▶ _Source_:

26 th  March 2024 Edited at: 28th March 2024

One of the most engaging reasons to play League is outplay potential. Outmaneuvering and outthinking your opponent. Often this comes down to knowing how to tactically react against your opponent, and evolving this knowledge into how to strategize and respond to the enemy team's actions. Perhaps one of the most beguiling aspects of outplay, and strategy in general, is predicting your opponent's movements and responding to them. In gaming, this skill is often called 'Yomi'.

What is Yomi?

The term “Yomi” is a Japanese one that stems from the phrase “knowing the mind of the opponent”. It is something that closely related to fighting games and other orthogames where a competitive one-versus-one zero-sum nature of game play is apparent. This means that Yomi also extends to any sort of game between conflicting parties.

Yomi as a concept is deeply rooted in tactics and strategy as it includes the ability to accurately read and predict the motivations, moves, and a actions of opponents and how to respond accordingly. In short, Yomi is about “knowing what your opponent is going to do.”

▶ _Data listing_:
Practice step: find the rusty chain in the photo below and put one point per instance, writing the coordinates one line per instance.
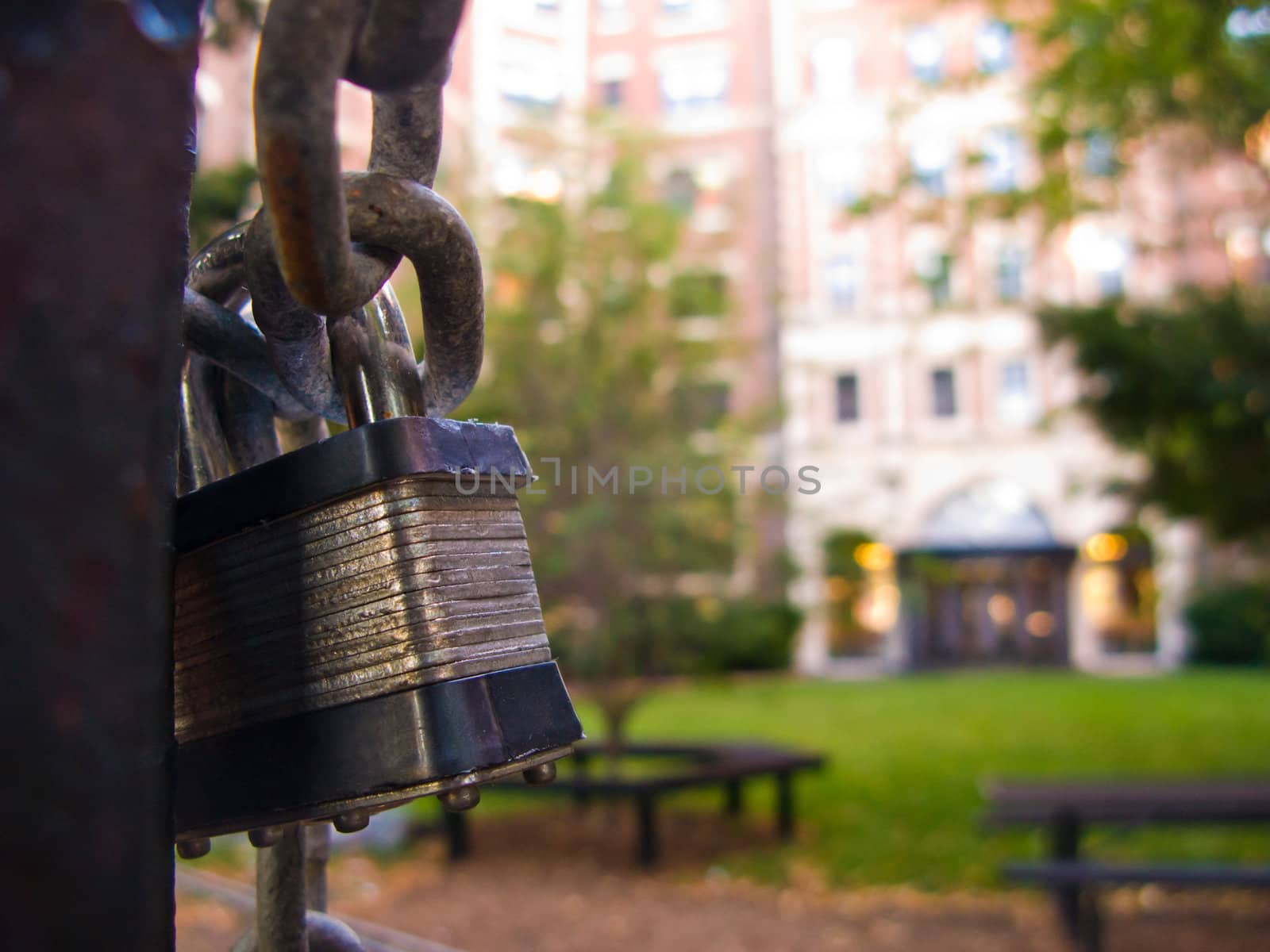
(327, 338)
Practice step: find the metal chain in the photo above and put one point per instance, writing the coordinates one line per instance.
(327, 336)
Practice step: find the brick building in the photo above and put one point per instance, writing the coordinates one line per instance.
(895, 336)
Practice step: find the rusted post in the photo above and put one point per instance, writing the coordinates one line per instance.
(95, 158)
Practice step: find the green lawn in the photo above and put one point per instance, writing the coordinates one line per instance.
(899, 800)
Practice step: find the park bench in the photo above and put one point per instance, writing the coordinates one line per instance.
(1067, 809)
(686, 767)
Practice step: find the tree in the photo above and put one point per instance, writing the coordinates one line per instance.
(587, 359)
(1187, 386)
(1178, 382)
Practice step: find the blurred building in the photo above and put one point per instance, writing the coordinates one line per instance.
(822, 150)
(698, 75)
(963, 516)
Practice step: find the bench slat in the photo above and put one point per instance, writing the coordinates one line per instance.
(1140, 801)
(1070, 873)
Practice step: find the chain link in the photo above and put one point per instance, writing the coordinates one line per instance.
(327, 338)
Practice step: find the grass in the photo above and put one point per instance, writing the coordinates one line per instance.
(899, 800)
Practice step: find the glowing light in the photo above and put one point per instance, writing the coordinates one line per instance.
(1092, 249)
(879, 607)
(1039, 625)
(1001, 609)
(836, 588)
(874, 556)
(1106, 547)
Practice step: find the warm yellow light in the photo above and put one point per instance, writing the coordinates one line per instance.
(874, 556)
(879, 607)
(837, 588)
(1001, 609)
(1039, 625)
(1106, 547)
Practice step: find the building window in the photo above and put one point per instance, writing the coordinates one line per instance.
(930, 159)
(702, 405)
(1099, 155)
(530, 75)
(925, 52)
(1249, 23)
(842, 278)
(695, 83)
(849, 397)
(698, 294)
(1003, 154)
(935, 272)
(840, 173)
(943, 393)
(1010, 274)
(611, 93)
(679, 190)
(1110, 262)
(994, 48)
(1015, 399)
(833, 69)
(1111, 278)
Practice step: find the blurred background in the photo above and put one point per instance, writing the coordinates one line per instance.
(899, 378)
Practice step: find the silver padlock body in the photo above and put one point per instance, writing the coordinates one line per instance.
(352, 585)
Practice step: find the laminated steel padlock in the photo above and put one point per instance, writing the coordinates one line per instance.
(356, 622)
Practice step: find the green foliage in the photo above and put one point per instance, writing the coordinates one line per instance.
(1187, 386)
(698, 292)
(1130, 67)
(1231, 625)
(216, 201)
(840, 554)
(225, 21)
(586, 359)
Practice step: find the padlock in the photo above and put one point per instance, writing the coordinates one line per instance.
(356, 622)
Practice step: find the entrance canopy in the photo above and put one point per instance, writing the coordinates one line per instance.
(988, 517)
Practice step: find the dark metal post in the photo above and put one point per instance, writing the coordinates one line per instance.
(456, 835)
(317, 839)
(1077, 905)
(95, 158)
(279, 895)
(785, 804)
(733, 801)
(645, 816)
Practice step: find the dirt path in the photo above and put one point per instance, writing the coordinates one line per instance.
(564, 886)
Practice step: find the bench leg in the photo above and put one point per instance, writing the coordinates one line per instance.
(456, 835)
(1077, 905)
(645, 818)
(785, 805)
(732, 801)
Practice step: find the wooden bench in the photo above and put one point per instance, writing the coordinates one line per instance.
(1067, 809)
(687, 767)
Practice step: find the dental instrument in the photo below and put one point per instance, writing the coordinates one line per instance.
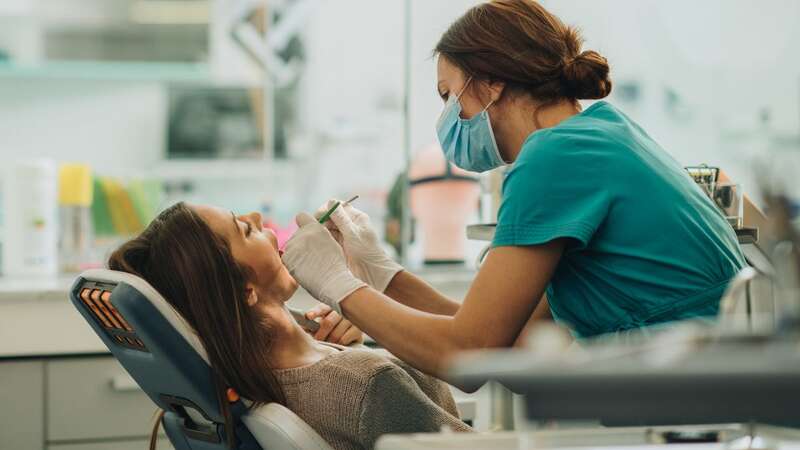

▶ _Exercise prompt_:
Retype the section of the Yomi article that opens with the words containing "One of the most engaging" and closes with "between conflicting parties.", keeping every word as it appears.

▶ _Output for this task_:
One of the most engaging reasons to play League is outplay potential. Outmaneuvering and outthinking your opponent. Often this comes down to knowing how to tactically react against your opponent, and evolving this knowledge into how to strategize and respond to the enemy team's actions. Perhaps one of the most beguiling aspects of outplay, and strategy in general, is predicting your opponent's movements and responding to them. In gaming, this skill is often called 'Yomi'.

What is Yomi?

The term “Yomi” is a Japanese one that stems from the phrase “knowing the mind of the opponent”. It is something that closely related to fighting games and other orthogames where a competitive one-versus-one zero-sum nature of game play is apparent. This means that Yomi also extends to any sort of game between conflicting parties.